Task brief: All lines from the one that mentions "Could you please point out the white window" through the last of the entries below must be copied exactly, with both ends kept.

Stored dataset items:
******

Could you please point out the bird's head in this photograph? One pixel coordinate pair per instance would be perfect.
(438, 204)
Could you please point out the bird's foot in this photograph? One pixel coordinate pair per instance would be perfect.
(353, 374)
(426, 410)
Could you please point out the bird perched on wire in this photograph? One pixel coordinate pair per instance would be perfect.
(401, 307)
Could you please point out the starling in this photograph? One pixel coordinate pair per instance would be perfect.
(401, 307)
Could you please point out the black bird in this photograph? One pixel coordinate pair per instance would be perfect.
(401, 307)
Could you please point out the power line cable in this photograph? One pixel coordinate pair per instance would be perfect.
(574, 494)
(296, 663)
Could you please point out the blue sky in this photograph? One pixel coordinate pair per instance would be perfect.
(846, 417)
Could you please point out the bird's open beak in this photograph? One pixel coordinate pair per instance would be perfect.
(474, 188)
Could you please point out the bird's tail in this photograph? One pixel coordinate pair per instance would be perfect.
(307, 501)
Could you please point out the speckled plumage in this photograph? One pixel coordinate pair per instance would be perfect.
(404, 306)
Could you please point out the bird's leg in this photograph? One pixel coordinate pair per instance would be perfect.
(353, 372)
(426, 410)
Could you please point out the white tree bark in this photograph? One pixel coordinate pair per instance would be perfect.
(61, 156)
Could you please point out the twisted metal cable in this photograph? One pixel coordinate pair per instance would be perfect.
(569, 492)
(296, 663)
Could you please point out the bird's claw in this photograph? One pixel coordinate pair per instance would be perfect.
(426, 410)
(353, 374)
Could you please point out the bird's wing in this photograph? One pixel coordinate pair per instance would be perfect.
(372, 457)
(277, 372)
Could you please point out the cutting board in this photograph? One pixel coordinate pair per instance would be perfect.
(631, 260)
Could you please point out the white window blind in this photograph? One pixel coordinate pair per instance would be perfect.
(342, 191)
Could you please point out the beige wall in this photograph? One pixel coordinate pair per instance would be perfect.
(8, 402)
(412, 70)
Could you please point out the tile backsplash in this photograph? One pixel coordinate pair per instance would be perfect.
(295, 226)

******

Response to this task:
Could you please point out the white window blind in this photograph? One pixel coordinate pair per instance would be perfect.
(342, 191)
Could you please point out the beige wall in this photograph? One pixel coordinate pair per instance would be perfect.
(8, 402)
(412, 70)
Could you please point out the tile backsplash in this photograph? One pixel coordinate pair per instance would be perfect.
(295, 226)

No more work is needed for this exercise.